EXERCISE DIRECTIONS
In the material below, repeat only the lines from the one that holds "the water in this photo." through the final line, exactly as they stand.

INPUT MATERIAL
════════════════
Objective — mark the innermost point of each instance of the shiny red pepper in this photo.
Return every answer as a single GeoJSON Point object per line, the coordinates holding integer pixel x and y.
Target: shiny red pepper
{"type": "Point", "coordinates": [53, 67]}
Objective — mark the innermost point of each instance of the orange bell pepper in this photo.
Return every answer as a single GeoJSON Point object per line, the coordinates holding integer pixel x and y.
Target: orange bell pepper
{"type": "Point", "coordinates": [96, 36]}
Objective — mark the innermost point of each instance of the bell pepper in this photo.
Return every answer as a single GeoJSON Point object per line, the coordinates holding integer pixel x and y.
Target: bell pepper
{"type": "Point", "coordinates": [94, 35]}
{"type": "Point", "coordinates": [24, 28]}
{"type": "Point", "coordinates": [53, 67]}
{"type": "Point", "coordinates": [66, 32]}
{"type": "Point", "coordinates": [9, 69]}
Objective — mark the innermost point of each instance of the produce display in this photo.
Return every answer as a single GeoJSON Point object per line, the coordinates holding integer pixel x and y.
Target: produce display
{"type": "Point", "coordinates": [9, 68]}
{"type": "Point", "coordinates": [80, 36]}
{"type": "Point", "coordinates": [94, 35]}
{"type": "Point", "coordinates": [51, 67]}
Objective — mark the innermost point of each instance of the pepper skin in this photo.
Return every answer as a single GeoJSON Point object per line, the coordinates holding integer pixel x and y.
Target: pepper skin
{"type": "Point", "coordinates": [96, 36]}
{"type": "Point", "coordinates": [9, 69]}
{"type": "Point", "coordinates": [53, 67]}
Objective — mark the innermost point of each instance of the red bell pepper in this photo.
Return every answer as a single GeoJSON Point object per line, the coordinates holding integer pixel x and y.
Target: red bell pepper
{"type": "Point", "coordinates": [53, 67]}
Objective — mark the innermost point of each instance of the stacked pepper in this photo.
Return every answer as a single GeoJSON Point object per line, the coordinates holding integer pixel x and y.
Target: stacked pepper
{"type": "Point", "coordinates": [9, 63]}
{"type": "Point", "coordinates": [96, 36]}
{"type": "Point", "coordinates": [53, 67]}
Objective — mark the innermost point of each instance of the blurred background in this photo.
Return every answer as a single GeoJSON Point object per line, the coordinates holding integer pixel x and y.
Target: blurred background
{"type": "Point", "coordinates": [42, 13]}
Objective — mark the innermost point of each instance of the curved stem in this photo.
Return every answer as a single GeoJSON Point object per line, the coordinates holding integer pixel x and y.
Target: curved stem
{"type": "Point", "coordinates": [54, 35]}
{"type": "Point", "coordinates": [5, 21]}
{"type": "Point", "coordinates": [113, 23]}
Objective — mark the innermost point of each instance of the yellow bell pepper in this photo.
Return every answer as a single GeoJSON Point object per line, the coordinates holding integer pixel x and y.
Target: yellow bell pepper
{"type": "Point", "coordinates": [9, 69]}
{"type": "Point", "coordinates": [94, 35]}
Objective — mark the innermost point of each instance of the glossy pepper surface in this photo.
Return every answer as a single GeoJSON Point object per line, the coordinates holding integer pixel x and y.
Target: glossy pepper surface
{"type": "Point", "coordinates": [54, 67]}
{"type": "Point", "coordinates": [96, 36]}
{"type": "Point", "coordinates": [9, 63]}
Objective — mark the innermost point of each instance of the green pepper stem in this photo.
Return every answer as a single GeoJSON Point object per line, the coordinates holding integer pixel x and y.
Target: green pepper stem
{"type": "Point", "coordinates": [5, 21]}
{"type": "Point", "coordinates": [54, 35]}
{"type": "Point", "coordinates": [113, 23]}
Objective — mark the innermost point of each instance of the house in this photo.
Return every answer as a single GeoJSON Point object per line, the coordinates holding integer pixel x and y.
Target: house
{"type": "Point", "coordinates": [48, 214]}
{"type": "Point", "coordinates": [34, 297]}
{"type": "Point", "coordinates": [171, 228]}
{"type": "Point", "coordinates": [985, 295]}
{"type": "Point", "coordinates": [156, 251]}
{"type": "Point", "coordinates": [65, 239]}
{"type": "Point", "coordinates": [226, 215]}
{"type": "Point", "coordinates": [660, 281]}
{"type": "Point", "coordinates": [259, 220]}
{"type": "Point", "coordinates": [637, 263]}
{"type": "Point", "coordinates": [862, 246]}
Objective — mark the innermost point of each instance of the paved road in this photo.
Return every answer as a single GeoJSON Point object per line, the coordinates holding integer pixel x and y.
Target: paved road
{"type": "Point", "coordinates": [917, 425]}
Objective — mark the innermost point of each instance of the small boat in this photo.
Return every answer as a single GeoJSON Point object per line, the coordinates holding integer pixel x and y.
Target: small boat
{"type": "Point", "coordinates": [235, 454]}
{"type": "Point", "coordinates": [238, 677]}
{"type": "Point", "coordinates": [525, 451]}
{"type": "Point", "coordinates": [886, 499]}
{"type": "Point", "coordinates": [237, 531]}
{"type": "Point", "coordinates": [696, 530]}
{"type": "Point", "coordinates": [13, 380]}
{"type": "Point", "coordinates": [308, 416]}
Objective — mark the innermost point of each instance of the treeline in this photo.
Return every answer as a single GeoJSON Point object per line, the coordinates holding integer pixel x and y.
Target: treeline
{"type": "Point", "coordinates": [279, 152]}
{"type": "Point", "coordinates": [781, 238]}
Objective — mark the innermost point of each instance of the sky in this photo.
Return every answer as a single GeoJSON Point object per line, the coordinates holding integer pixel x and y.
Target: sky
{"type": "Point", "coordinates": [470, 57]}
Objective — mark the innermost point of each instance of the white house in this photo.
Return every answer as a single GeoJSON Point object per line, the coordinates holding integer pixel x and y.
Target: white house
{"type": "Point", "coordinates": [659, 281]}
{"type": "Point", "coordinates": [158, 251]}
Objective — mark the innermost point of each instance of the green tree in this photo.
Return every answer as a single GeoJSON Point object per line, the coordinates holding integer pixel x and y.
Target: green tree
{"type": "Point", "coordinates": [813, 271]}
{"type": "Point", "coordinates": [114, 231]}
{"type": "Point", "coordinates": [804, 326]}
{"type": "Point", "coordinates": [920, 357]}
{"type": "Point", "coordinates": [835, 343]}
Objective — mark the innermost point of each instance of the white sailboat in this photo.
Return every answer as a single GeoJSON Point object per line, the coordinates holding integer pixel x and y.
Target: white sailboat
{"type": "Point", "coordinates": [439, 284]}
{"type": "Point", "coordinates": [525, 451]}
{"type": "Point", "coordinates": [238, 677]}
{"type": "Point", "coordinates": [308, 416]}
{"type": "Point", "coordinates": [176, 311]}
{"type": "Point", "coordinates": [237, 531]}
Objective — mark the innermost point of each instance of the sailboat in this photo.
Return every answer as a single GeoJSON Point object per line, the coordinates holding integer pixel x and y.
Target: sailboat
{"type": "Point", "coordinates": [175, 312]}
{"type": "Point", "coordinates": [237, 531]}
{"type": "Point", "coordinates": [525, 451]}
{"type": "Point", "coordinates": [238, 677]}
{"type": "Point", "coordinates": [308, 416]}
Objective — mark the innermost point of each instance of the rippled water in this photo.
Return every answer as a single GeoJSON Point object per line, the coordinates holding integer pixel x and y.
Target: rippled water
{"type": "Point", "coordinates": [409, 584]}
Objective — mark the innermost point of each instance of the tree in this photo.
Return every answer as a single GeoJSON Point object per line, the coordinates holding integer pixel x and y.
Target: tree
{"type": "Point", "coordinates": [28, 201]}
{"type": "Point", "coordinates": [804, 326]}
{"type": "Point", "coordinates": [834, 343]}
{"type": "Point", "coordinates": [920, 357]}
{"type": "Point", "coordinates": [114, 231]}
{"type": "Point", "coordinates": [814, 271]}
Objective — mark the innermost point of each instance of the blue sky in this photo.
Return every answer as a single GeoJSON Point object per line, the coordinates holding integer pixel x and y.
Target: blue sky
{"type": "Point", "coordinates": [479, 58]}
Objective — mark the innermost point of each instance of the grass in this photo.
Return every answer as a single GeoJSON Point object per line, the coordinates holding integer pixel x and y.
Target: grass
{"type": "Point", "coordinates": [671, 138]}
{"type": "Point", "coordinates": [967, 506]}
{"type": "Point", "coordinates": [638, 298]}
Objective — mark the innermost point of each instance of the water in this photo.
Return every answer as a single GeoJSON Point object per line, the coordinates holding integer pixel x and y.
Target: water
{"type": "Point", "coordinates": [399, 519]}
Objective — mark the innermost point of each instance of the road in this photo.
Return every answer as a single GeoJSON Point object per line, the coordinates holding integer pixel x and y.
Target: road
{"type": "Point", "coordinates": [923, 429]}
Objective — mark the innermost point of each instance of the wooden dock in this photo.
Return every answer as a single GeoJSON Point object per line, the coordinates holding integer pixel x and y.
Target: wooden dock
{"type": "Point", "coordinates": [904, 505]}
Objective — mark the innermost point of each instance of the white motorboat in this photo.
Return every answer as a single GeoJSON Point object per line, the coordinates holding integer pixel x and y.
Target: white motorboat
════════════════
RESULT
Objective — mark the innermost point of each instance of the water in this photo.
Return every answer as a single GeoJSON Point object per line, the coordinates holding integer pixel x and y.
Target: water
{"type": "Point", "coordinates": [399, 519]}
Objective — mark the innermost point of each instance of the road in this photo.
Return every answer as a single GeoJSON Point object per line, the coordinates holding integer pixel x and y.
Target: road
{"type": "Point", "coordinates": [923, 429]}
Objective — mark the innermost point of each instance of the wooden dock in this photo.
Return every answer as a single GeoJSON Point object per line, the coordinates holding integer pixel x and y.
Target: wooden dock
{"type": "Point", "coordinates": [904, 505]}
Objective — mark the innermost point of each instance of the white motorboat in this photo.
Return every answer as a single GeoJSON Point object per line, the coordinates holding integer pixel x and y.
Target: white motorboat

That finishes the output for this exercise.